◆ **Supplied material**
•••••
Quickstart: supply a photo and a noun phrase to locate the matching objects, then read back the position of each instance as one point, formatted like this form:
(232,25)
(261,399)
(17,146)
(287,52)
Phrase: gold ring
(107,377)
•••••
◆ **Your instructions**
Rework the rows above into a Markdown table with two columns, No. and Text. Give each row its number and its line, and skip any blank lines.

◆ **Exercise solution**
| No. | Text |
|---|---|
| 1 | Quickstart: supply a photo and a noun phrase to locate the matching objects, then read back the position of each instance as one point, formatted like this form: |
| 2 | (232,25) |
| 3 | (261,399) |
| 4 | (17,146) |
| 5 | (287,52) |
| 6 | Phrase: gold ring |
| 7 | (107,377) |